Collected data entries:
● ● ●
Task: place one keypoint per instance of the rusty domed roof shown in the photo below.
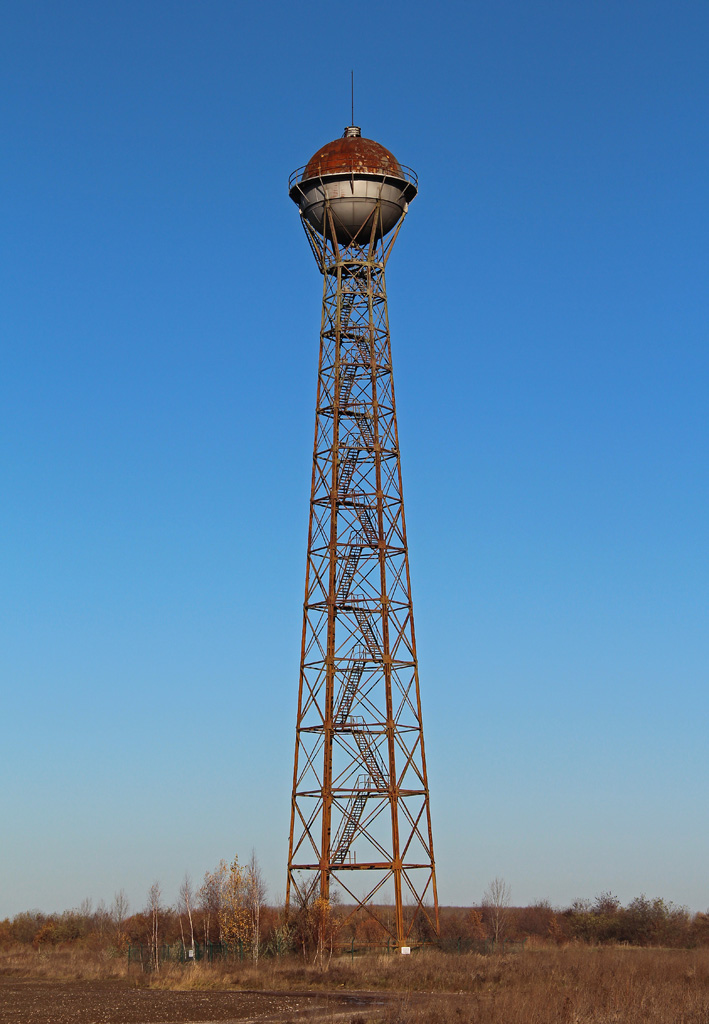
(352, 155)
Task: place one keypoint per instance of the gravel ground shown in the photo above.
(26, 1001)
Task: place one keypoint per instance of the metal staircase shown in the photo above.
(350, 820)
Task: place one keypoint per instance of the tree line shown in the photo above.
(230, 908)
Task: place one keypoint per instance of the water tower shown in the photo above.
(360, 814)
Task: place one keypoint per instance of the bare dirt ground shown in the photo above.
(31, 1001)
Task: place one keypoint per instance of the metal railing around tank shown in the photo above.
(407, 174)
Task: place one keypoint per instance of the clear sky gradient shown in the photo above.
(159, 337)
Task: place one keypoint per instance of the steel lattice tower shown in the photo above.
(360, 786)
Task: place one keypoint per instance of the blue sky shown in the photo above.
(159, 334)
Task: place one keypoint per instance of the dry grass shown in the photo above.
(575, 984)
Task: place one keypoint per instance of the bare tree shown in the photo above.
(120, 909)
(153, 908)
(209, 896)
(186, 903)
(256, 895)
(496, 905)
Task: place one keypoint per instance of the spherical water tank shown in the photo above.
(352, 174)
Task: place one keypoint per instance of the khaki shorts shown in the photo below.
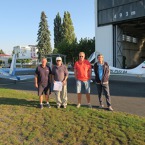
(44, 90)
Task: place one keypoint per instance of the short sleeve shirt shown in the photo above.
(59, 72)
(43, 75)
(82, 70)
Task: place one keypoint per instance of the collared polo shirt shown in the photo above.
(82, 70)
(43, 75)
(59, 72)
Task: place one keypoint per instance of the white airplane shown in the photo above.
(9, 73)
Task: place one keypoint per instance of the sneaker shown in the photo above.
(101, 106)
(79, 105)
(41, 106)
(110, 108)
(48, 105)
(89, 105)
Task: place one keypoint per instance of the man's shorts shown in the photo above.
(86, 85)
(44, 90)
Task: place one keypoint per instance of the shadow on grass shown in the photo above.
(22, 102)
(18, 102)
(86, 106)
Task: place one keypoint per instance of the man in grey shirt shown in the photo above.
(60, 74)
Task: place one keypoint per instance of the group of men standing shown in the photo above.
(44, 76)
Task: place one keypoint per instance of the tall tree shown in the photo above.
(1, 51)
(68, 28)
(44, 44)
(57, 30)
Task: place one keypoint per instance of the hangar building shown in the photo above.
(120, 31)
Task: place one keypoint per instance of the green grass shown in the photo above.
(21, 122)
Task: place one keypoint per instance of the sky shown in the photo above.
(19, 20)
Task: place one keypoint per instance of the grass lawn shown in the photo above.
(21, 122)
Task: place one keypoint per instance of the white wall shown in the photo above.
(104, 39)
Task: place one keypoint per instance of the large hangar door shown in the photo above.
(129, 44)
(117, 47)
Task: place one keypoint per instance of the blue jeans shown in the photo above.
● ● ●
● **Given exercise**:
Rewrite the lines from the one containing "Task: place one keypoint per instance of the shadow" through the final line of the entries as a numbered list, including both of those lines and omitting any blank lines.

● **Answer to the exercise**:
1. Task: place one keypoint per instance of the shadow on grass shown in the photo above.
2. (22, 102)
3. (18, 102)
4. (86, 106)
5. Task: place one keypoint per instance of the man in grey shirt shown in the photo above.
6. (60, 74)
7. Task: place one keypoint per instance of the group of men standing shown in the photo above.
8. (44, 76)
9. Task: place one keypoint per instance of the tall tree shown in the photo above.
10. (1, 51)
11. (68, 28)
12. (44, 44)
13. (57, 30)
14. Task: place one keypoint per instance of the hangar building shown in the photo above.
15. (120, 31)
16. Task: place one keypoint per instance of the green grass shown in the photo above.
17. (21, 122)
18. Task: place one keypoint per instance of the sky shown in the photo above.
19. (19, 20)
20. Task: place one keypoint per instance of the grass lawn shown in the photo above.
21. (21, 122)
22. Task: place one keypoint per instance of the white wall shown in the photo above.
23. (104, 39)
24. Task: place one keypoint per instance of the large hangar door shown in the photo above.
25. (129, 44)
26. (117, 47)
27. Task: place one keypoint per instance of the blue jeans shown in the photo above.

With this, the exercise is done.